━━━━━ Exercise materials

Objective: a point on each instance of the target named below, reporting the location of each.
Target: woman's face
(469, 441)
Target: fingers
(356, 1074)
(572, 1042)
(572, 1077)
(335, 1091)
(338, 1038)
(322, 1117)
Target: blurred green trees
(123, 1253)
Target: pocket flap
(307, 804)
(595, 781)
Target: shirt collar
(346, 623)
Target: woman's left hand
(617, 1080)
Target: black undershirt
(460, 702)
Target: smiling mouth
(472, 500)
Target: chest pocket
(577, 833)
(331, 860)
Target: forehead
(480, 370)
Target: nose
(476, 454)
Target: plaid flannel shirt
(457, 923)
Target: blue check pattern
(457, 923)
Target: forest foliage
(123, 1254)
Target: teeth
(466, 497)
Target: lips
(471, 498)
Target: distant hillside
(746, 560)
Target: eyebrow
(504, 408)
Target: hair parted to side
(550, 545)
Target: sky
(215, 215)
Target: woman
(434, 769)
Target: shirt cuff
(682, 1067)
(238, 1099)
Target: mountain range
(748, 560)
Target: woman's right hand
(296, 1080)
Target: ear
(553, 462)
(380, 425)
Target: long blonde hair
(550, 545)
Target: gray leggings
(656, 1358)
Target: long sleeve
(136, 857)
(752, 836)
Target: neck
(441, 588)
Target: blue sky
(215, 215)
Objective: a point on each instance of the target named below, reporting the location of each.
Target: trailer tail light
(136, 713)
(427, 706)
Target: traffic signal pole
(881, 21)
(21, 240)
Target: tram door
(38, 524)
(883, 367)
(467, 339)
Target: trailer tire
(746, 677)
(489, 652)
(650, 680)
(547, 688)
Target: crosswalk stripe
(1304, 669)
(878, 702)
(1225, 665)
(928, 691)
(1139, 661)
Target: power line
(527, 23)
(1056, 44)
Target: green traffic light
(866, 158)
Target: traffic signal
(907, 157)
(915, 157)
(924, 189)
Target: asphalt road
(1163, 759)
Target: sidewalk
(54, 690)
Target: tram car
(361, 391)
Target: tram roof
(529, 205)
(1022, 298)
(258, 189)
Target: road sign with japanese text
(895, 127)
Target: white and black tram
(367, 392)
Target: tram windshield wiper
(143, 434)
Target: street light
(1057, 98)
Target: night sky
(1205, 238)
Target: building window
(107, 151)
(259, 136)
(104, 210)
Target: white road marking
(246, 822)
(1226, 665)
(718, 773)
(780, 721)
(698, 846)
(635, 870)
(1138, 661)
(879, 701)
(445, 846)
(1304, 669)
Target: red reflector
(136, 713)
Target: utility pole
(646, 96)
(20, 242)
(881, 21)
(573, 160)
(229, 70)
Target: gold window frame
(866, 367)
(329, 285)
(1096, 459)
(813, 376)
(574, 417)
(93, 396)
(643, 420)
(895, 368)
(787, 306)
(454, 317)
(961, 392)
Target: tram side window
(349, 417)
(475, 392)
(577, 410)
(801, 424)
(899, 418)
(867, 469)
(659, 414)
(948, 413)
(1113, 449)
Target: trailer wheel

━━━━━━━━━━

**Exercise brief**: Reproduce every row above word for word, with nothing changed or left out.

**Solution for this task**:
Objective: a point on each instance of the target named below, reporting the location of each.
Target: woman's face
(469, 441)
Target: fingers
(356, 1074)
(572, 1042)
(572, 1077)
(335, 1091)
(338, 1038)
(322, 1117)
Target: blurred green trees
(123, 1253)
Target: pocket flap
(307, 804)
(595, 781)
Target: shirt collar
(346, 623)
Target: woman's left hand
(617, 1080)
Target: black undershirt
(460, 702)
Target: smiling mouth
(472, 500)
Target: chest pocket
(577, 833)
(331, 860)
Target: forehead
(480, 370)
Target: nose
(476, 454)
Target: plaid flannel shirt
(457, 923)
Target: blue check pattern
(457, 923)
Target: forest foliage
(123, 1254)
Target: teeth
(466, 497)
Target: lips
(471, 498)
Target: distant hillside
(746, 560)
Target: eyebrow
(504, 408)
Target: hair parted to side
(550, 545)
Target: sky
(215, 215)
Target: woman
(434, 769)
Target: shirt cuff
(682, 1067)
(238, 1099)
Target: mountain range
(748, 560)
Target: woman's right hand
(296, 1080)
Target: ear
(553, 462)
(380, 425)
Target: long blonde hair
(550, 545)
Target: gray leggings
(656, 1358)
Target: long sleeve
(136, 857)
(752, 836)
Target: neck
(441, 588)
Target: blue sky
(215, 215)
Objective: a point on each instance of the target named below, reporting the location of each.
Target: trailer tail light
(136, 713)
(427, 706)
Target: traffic signal pole
(881, 21)
(21, 240)
Target: tram door
(38, 524)
(883, 367)
(467, 339)
Target: trailer tire
(746, 677)
(489, 652)
(650, 680)
(547, 688)
Target: crosswalk stripe
(1304, 669)
(878, 702)
(1225, 665)
(928, 691)
(1139, 661)
Target: power line
(527, 23)
(1056, 44)
Target: green traffic light
(866, 158)
Target: traffic signal
(907, 157)
(915, 157)
(924, 189)
Target: asphalt road
(1163, 759)
Target: sidewalk
(54, 690)
Target: tram car
(361, 391)
Target: tram roof
(529, 205)
(1022, 298)
(258, 189)
Target: road sign with japanese text
(895, 127)
Target: white and black tram
(367, 392)
Target: tram windshield wiper
(143, 434)
Target: street light
(1057, 98)
Target: night sky
(1205, 238)
Target: building window
(107, 151)
(259, 136)
(104, 210)
Target: white road marking
(246, 822)
(1226, 665)
(718, 773)
(780, 721)
(698, 846)
(635, 870)
(1138, 661)
(879, 701)
(445, 846)
(1304, 669)
Target: red reflector
(136, 713)
Target: utility pole
(646, 96)
(20, 242)
(881, 21)
(573, 160)
(229, 70)
Target: gold window frame
(866, 367)
(329, 285)
(1096, 459)
(813, 376)
(574, 417)
(93, 396)
(643, 420)
(895, 368)
(787, 306)
(454, 317)
(961, 392)
Target: tram side window
(349, 417)
(475, 392)
(577, 410)
(801, 424)
(899, 418)
(867, 469)
(659, 414)
(948, 413)
(1113, 449)
Target: trailer wheel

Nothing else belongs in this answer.